> [PROBLEMS TO SOLVE]
1. According to the executive pay text, what share of WBD shareholders rejected Zaslav's parachute in the non-binding vote on April 23?
2. Copy the executive pay text word for word, everything from "Not only that, but" down to "Amit Batish notes.".

> [PAGE TEXT]
##########
Not only that, but the employee-to-CEO pay ratio is higher in entertainment. Across all industries, 341 employee salaries equal one CEO’s take-home pay. That median is far exceeded at most of the major Hollywood companies tracked for this list (think 805-to-1 for former Disney chief Bob Iger). “Large stock awards drive much of this elevated pay,” Equilar exec Amit Batish notes.

Leading the way is David Zaslav, who took Warner Bros. Discovery from $9 a share to sell in a bidding war to David Ellison’s Paramount for $31 a share. His pay last year, $165 million, was only trounced by his 2021 package of $246.6 million, driven by a $202 million stock option grant related to a contract extension and the WarnerMedia merger. And both of those years are far outweighed by his golden parachute — which may total between $550 million and $887 million, depending on the value of stock options and when the megadeal closes. (In a non-binding vote on April 23, 82 percent of WBD shareholders rejected Zaslav’s parachute.)

“A golden parachute itself is not necessarily unusual, but this size is unheard of,” Jun Frank, head of compensation & governance services at ISS-Corporate. “Many of these exit packages can be quite controversial because it’s a really big sum,” adding, “and certain provisions, such as last-minute sweeteners, tend to trigger more concern.”

Just look at one of the newest captains of entertainment industry, Paramount CEO David Ellison, whose Skydance closed the acquisition of the venerable Hollywood company in August. That megadeal helped him collect a huge pay package worth more than $60 million last year, even if mostly in stock awards that vest over five years, beaming him up into the top ranks of sector paydays. 

Comcast honcho Michael Cavanagh’s ascent also continued, with his $70 million-topping package putting him into the upper echelon of the annual entertainment industry top executive compensation list for 2025.
##########
> [GIVEN INFORMATION]
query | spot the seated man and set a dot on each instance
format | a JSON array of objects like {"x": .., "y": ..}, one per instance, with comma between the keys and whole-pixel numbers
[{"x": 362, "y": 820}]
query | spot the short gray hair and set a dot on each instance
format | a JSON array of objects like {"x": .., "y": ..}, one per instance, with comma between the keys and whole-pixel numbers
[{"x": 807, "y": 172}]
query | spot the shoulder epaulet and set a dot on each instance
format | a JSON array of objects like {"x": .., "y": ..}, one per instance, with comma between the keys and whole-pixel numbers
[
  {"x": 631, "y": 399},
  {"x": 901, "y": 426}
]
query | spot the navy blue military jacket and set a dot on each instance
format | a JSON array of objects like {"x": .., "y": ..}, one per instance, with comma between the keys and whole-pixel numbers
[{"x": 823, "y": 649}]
##########
> [SOLUTIONS BY TASK]
1. 82 percent

2.
Not only that, but the employee-to-CEO pay ratio is higher in entertainment. Across all industries, 341 employee salaries equal one CEO’s take-home pay. That median is far exceeded at most of the major Hollywood companies tracked for this list (think 805-to-1 for former Disney chief Bob Iger). “Large stock awards drive much of this elevated pay,” Equilar exec Amit Batish notes.